ТЕКСТ СТРАНИЦЫ:

╭──

Рассудочное содержание или абстрактная мысль, стоящие обычно за словами нашей повседневной речи, не позволяют ей подняться до степени художественной выразительности. На сцене мы часто опускаем речь на еще более низкую ступень, мы не даем ей даже рассудочного содержания. Слова превращаются в пустые звуковые формы. Такие слова быстро надоедают актеру и становятся помехой в его работе над ролью. Актер начинает насиловать свои чувства, прибегать к голосовым штампам, выдумывать интонации, “нажимать” на отдельные слова и т.п., ослабляя в себе творческий импульс.
Одним из лучших средств оживить речь и поднять ее над повседневной является ваше воображение. Слово, за которым стоит образ, приобретает силу, выразительность и остается живым, сколько бы раз вы его ни повторяли. Если вы в сценах, которые кажутся вам существенными для пьесы в целом или для вашей роли, отыщете главные фразы и в них важные слова и затем превратите эти слова в образы, — вы оживите вашу речь. Ее выразительность распространится постепенно и за пределы выбранных вами слов, все больше и больше пробуждая в вас творческую радость при произнесении текста вашей роли. Как будете вы, не имея хорошо проработанных образов за словами, говорить со сцены такие монологи короля Лира, как “Услышь меня, природа!..” (акт 1, сцена 4), “Злись, ветер, дуй...” (акт 3, сцена 2), “Зачем меня из гроба вынули?..” (акт 4, сцена 7) и т.п.? Вы можете также взять слова, относящиеся к одной определенной теме в пьесе, и создать образы для каждого из этих слов. Вы можете, например, выделить все слова, где Лир говорит о своих детях. Вы увидите, что нигде на протяжении всей трагедии он не произносит слов: “Корделия”, “Регана”, “Гонерилья” или, обращаясь к ним: “ты”, “вы” и т.п. в одном и том же смысле (что легко может показаться при поверхностном подходе к работе). Каждый раз за ними стоят в сознании Лира иные образы. Эти образы вы, как исполнитель роли Лира, должны вызвать в своем воображении. Вы увидите, как оживут эти важные для Лира слова и как они оживят и наполнят выразительностью и множество других слов, фраз и даже целых сцен. Или в “Двенадцатой ночи”, выделив все слова, связанные с темой любви (все герои “Двенадцатой ночи” влюблены или любят), вы создадите для них различные образы — ваша речь получит свежесть, и основная тема пьесы выиграет. И не только важные слова следует вам просмотреть и оживить в вашей роли — за всяким словом, которое не удается вам, вы можете создать оживляющий его образ. “Какой миленький носик у твоего барина”,— говорит дочь городничего Осипу. Как часто произносит актриса эту фразу с “нажимом”, с целью вызвать смех. Не проще ли представить себе этот “носик” и дать ему самому сделать фразу смешной, живой и легкой?

╰──

НАБОР ДАННЫХ:
╭──

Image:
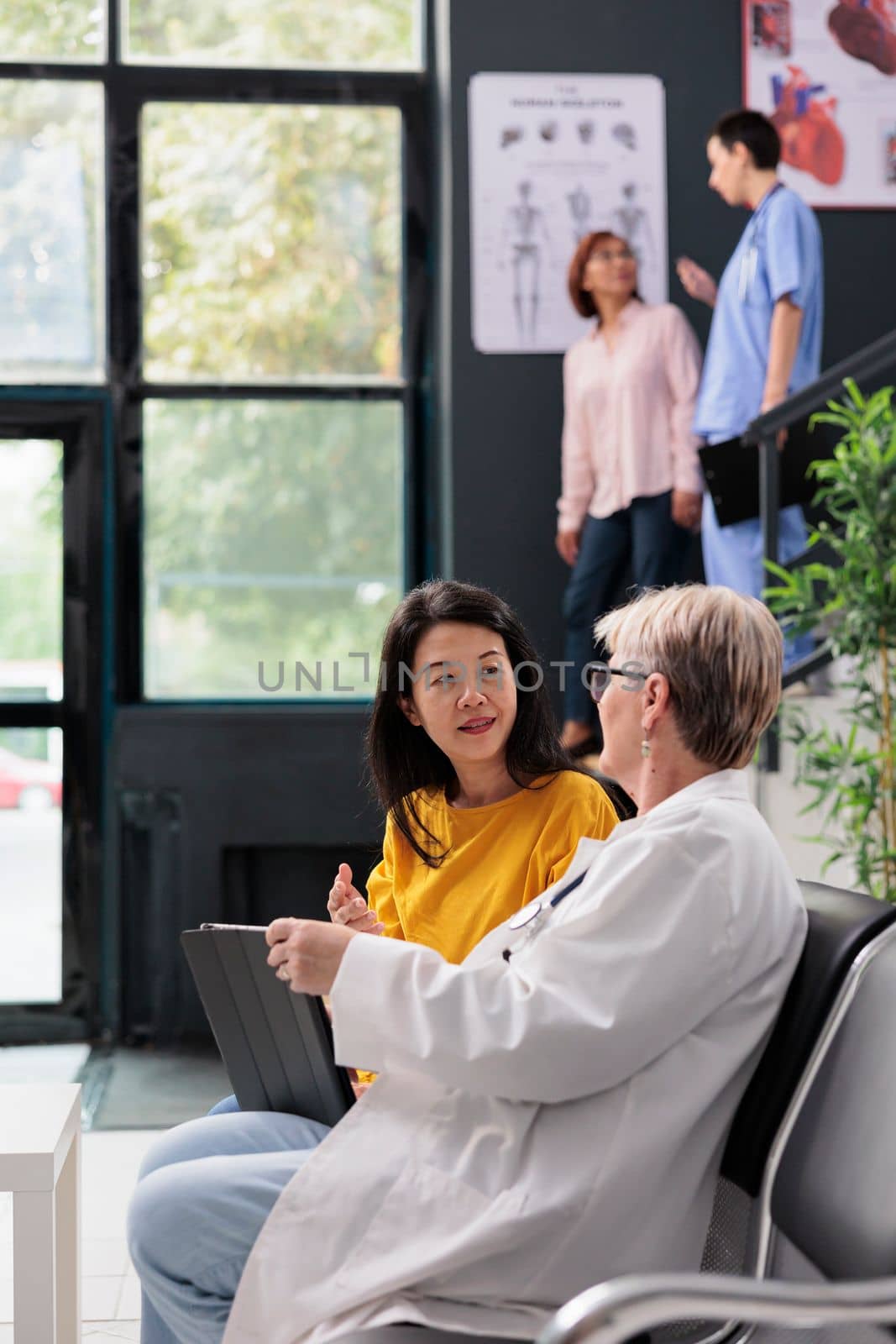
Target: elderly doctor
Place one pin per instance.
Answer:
(553, 1110)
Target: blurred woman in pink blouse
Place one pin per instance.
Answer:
(631, 484)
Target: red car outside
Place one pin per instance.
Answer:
(29, 785)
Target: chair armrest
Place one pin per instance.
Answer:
(613, 1312)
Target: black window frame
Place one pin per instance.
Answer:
(80, 423)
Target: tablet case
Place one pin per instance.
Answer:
(731, 474)
(277, 1046)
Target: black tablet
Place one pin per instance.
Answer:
(277, 1046)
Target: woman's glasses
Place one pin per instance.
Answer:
(611, 255)
(600, 678)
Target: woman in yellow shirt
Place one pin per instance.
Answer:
(484, 806)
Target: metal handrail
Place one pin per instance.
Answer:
(763, 433)
(866, 362)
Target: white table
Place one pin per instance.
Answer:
(40, 1164)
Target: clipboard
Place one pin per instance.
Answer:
(277, 1046)
(731, 472)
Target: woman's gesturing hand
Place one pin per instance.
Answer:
(567, 543)
(347, 906)
(305, 953)
(698, 281)
(687, 510)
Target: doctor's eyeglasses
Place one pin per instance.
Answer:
(600, 675)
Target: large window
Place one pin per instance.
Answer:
(271, 570)
(212, 316)
(51, 232)
(265, 160)
(270, 242)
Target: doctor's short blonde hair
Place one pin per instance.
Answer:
(721, 654)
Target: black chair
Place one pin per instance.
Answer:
(765, 1180)
(828, 1191)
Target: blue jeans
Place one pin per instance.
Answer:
(202, 1198)
(641, 535)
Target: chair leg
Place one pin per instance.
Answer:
(69, 1247)
(34, 1267)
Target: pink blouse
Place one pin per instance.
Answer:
(627, 414)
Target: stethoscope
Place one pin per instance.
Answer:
(750, 260)
(531, 916)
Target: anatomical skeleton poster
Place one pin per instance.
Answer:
(553, 158)
(825, 73)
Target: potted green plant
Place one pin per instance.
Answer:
(849, 593)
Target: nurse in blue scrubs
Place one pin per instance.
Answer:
(765, 342)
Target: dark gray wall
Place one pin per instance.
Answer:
(506, 409)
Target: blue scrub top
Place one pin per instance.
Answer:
(778, 255)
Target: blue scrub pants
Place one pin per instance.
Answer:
(642, 535)
(202, 1198)
(732, 557)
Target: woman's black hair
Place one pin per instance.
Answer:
(403, 759)
(754, 132)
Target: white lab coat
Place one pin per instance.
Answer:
(547, 1122)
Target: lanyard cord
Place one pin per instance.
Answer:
(553, 904)
(571, 886)
(759, 212)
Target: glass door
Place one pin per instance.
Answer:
(51, 622)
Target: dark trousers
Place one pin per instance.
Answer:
(641, 535)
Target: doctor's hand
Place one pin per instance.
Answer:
(307, 953)
(768, 402)
(347, 906)
(698, 281)
(687, 510)
(567, 544)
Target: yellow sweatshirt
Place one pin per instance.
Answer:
(500, 858)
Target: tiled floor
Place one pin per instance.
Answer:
(110, 1290)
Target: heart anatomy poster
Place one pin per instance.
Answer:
(553, 158)
(825, 73)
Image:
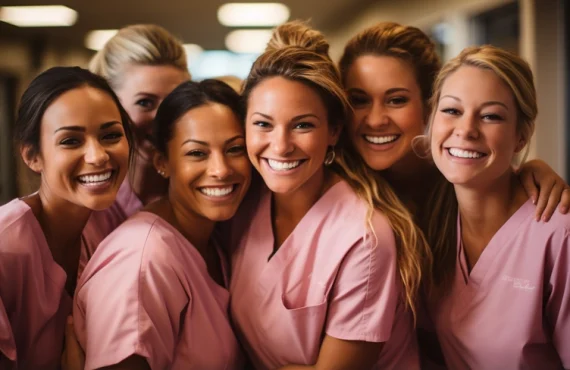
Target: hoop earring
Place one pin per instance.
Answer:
(331, 155)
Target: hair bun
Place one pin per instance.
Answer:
(298, 34)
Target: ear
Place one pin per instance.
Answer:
(33, 161)
(161, 164)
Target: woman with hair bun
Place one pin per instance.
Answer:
(327, 263)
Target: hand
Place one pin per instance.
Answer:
(546, 189)
(73, 357)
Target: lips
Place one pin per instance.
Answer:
(381, 139)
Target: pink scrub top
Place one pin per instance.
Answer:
(512, 311)
(33, 302)
(146, 291)
(331, 275)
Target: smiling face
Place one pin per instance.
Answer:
(474, 130)
(142, 89)
(207, 163)
(388, 110)
(288, 134)
(84, 153)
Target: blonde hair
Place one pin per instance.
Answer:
(407, 43)
(517, 75)
(142, 44)
(299, 53)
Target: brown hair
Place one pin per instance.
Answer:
(517, 75)
(407, 43)
(299, 53)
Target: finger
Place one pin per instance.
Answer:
(543, 199)
(553, 201)
(529, 184)
(564, 201)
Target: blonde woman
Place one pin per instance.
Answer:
(503, 282)
(143, 64)
(327, 260)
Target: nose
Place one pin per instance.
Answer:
(467, 127)
(218, 167)
(96, 154)
(377, 116)
(281, 142)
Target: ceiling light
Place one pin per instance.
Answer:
(38, 16)
(253, 14)
(248, 41)
(96, 40)
(192, 51)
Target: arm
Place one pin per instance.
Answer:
(557, 308)
(546, 189)
(338, 354)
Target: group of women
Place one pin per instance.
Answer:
(317, 219)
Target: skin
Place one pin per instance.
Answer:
(387, 101)
(477, 112)
(287, 121)
(81, 134)
(141, 90)
(207, 150)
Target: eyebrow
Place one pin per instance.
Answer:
(487, 103)
(296, 118)
(207, 144)
(104, 126)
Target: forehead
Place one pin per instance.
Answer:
(381, 73)
(211, 122)
(277, 95)
(81, 106)
(478, 85)
(156, 80)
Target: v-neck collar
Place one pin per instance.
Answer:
(487, 258)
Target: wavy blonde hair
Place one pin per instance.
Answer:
(517, 75)
(299, 53)
(141, 44)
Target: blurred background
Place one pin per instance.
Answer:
(219, 41)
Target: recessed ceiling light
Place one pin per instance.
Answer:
(248, 41)
(253, 14)
(96, 40)
(192, 51)
(38, 16)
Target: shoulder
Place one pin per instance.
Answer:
(19, 228)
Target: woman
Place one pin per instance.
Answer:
(321, 277)
(154, 295)
(142, 63)
(388, 72)
(73, 132)
(502, 280)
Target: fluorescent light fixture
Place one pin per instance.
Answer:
(192, 51)
(38, 16)
(253, 14)
(248, 41)
(96, 40)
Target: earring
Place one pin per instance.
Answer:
(331, 155)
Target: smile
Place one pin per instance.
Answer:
(217, 191)
(381, 139)
(95, 180)
(283, 165)
(461, 153)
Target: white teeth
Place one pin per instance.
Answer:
(217, 192)
(464, 153)
(95, 178)
(281, 165)
(381, 139)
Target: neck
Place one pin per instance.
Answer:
(412, 179)
(146, 183)
(484, 210)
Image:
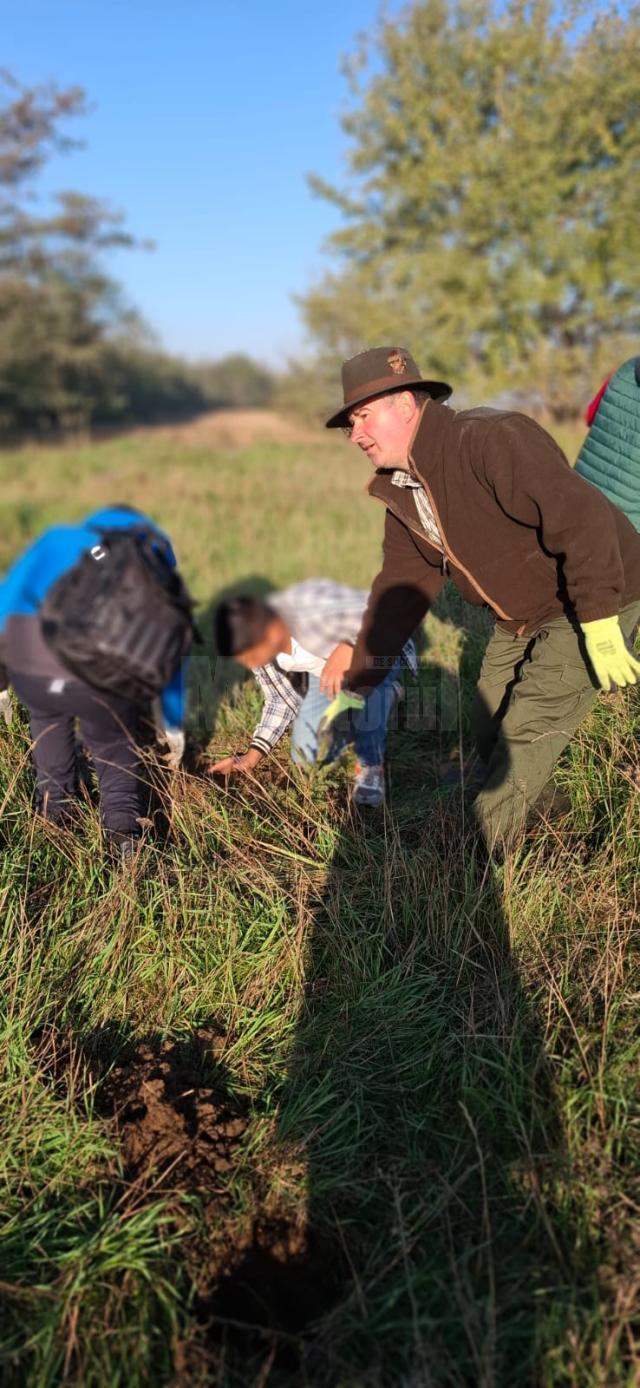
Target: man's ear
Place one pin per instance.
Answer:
(407, 404)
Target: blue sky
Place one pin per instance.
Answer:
(206, 118)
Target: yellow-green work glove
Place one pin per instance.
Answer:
(612, 662)
(336, 725)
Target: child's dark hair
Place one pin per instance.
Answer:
(240, 623)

╰──

ЗАДАНИЯ:
a) Переведите на английский язык это предложение из текста о сценической речи: «Слово, за которым стоит образ, приобретает силу, выразительность и остается живым, сколько бы раз вы его ни повторяли».
b) Продолжите текст о сценической речи, начав сразу после его последнего предложения.

ОТВЕТЫ К ЗАДАНИЯМ:
a) A word backed by an image gains strength and expressiveness and stays alive no matter how many times you repeat it.

b)
Созданные вами образы вы прорабатываете день за днем, совершенствуя и укрепляя их.» И, что? Скажите сложно? Скажите заумно и невыполнимо? По моему, ничего особо сложного, правда, в контексте всей чеховской системы. В общем, предлагаемые Михаилом Чеховым методики развития и активизации воображения в целом универсальны и вполне применимы не только к актерскому искусству, но и ко всем, кто трудится на поприще драматического искусства. К примеру, Андрей Каминский в своих работах дает советы по пробуждению фантазии для режиссеров. Вот, скажем, навскидку: «Перенести действие в другую страну, время, планету, окружение - как будут вести себя герои и как эта ситуация будет развиваться там? Чем подробней вы знаете (или придумаете) выбранную эпоху, место, нравы, обычаи и т.д., тем легче перенести ситуацию и проиграть ее там.» - при ближайшем рассмотрении будет видно, что прием, предлагаемый Каминским, есть не что иное, как вариация на тему работы в воображении с фантастическими и сказочными образами, предложенной в свое время Михаилом Чеховым. Каминского можно понять – вот простой прием и не надо «грызть что-то на ночь», чтобы придумать новый ход. Простой и дешевый способ для профессионалов и не только. Не знаю, используют ли голливудские сценаристы, помимо чисто профессиональных приемов, приемы возбуждения воображения, но, почему бы их не использовать, если они работают?!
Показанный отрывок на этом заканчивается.